## Objective
According to the settlement finality excerpt below, by what point does Rule 17Ad–22(d)(12) currently require final settlement to occur?

## Source excerpt

Rule 17Ad–22(d)(12) currently requires registered clearing agencies to establish, implement, maintain and enforce written policies and procedures reasonably designed to ensure that final settlement occurs no later than the end of the settlement day and to require that intraday or real-time finality be provided where necessary to reduce risks.
As with Rule 17Ad–22(d)(12), the Commission preliminarily believes that proposed Rule 17Ad–22(e)(8) is appropriate for covered clearing agencies, given the risks that a covered clearing agency's size, operation, and importance pose to the U.S. securities markets, for the following reasons. First, the Commission preliminarily believes that defining the point at which settlement is final may assist in the potential wind-down of a member in the event of insolvency because it provides the covered clearing agency with information regarding the member's open positions. As an example, clearly defining the point at which settlement is final might include establishing a cut-off point after which unsettled payments, transfer instructions, or other obligations may not be revoked by a clearing member. Clearly defining the point at which settlement is final could also provide to clearing members the necessary guidance from the covered clearing agency to permit extensions for members with operating problems. For example, the covered clearing agency may establish rules governing the approval and duration of such extensions.
Second, the Commission preliminarily believes that a covered clearing agency's policies and procedures should require completing final settlement no later than the end of the day on which the payment or obligation is due and that practices creating material uncertainty regarding when final settlement will occur or permit the back-dating or “as of” dating of a transaction that settles after the end of the day on which the payment or obligation is due would not comply with this requirement. The Commission preliminarily believes that final settlement has the effect of reducing the buildup of exposures between clearing members and the clearing agency, and final settlement no later than the end of the day on which the payment or obligation is due limits these exposures to the change in price between valuation and the end of the day. Accordingly, deferring final settlement beyond the end of the day on which the payment or obligation is due would allow these exposures to increase in size, thereby creating the potential for credit and liquidity pressures for members and other market participants and potentially increasing systemic risk.

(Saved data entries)

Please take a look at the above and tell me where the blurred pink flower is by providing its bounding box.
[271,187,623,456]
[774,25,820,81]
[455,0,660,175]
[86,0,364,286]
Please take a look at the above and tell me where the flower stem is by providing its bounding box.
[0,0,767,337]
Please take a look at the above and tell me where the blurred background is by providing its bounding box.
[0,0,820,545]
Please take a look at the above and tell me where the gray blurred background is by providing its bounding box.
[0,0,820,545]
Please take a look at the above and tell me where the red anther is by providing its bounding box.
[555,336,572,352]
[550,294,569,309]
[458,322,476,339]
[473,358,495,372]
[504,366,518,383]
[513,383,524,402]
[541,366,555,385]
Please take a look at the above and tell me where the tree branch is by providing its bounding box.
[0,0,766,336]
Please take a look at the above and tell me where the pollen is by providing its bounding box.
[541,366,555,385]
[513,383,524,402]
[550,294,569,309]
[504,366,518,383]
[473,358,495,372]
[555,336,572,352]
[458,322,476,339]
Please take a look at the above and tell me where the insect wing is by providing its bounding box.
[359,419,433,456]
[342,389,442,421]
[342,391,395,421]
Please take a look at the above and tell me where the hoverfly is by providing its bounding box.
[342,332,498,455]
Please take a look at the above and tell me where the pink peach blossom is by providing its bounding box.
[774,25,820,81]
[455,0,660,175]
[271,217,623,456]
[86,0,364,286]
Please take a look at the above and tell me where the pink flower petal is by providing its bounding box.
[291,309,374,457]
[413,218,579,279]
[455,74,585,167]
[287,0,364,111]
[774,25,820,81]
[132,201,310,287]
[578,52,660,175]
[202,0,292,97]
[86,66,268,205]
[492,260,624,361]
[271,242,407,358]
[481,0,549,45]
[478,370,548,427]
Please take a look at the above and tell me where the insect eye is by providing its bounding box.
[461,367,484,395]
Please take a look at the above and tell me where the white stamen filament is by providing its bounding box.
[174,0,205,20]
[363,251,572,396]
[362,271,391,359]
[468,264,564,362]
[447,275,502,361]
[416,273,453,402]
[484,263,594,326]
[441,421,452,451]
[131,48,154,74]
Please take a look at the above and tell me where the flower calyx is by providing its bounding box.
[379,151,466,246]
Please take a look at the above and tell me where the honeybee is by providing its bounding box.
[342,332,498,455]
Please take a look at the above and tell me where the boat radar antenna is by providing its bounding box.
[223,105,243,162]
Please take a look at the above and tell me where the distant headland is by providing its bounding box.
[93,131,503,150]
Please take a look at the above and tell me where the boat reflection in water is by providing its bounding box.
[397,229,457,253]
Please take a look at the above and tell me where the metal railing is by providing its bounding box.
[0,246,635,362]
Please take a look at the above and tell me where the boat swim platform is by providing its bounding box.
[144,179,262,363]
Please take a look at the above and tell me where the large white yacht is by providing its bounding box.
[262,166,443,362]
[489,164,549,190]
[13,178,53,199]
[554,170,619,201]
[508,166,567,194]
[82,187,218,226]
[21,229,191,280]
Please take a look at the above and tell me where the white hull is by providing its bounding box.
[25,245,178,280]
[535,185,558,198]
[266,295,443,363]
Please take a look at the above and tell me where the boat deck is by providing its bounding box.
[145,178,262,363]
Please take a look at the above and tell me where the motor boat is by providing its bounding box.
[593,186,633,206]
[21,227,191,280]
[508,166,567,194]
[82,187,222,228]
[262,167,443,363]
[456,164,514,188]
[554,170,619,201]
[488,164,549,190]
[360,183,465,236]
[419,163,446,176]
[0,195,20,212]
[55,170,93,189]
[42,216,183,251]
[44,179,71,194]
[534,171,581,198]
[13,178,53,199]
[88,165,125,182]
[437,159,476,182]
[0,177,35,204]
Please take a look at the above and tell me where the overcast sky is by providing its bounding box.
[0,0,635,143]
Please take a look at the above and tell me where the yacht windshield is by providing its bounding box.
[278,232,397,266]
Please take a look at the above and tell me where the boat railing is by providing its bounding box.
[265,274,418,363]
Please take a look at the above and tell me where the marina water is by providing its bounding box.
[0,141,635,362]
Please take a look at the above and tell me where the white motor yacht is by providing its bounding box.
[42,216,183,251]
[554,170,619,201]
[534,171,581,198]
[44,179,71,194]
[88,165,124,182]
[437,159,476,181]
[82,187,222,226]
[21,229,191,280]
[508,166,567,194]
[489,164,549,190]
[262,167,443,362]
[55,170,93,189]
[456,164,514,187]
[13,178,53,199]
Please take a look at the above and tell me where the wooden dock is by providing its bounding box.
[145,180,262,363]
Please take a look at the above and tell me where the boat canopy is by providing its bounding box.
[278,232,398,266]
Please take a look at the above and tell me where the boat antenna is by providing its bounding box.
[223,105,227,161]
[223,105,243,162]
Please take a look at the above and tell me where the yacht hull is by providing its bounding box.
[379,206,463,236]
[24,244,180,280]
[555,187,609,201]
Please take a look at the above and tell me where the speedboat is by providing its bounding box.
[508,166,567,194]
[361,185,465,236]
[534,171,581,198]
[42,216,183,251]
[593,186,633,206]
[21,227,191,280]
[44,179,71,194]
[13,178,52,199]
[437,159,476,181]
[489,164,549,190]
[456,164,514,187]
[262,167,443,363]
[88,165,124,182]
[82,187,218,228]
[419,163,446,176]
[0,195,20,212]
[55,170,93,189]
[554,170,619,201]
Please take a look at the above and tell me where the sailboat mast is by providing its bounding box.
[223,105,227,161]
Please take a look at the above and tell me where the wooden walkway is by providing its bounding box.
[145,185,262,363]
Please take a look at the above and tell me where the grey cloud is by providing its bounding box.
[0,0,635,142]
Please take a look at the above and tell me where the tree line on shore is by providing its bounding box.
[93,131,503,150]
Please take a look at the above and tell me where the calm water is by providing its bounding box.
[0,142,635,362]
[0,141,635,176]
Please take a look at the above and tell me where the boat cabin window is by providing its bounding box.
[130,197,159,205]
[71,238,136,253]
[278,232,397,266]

## Correct result
No later than the end of the settlement day.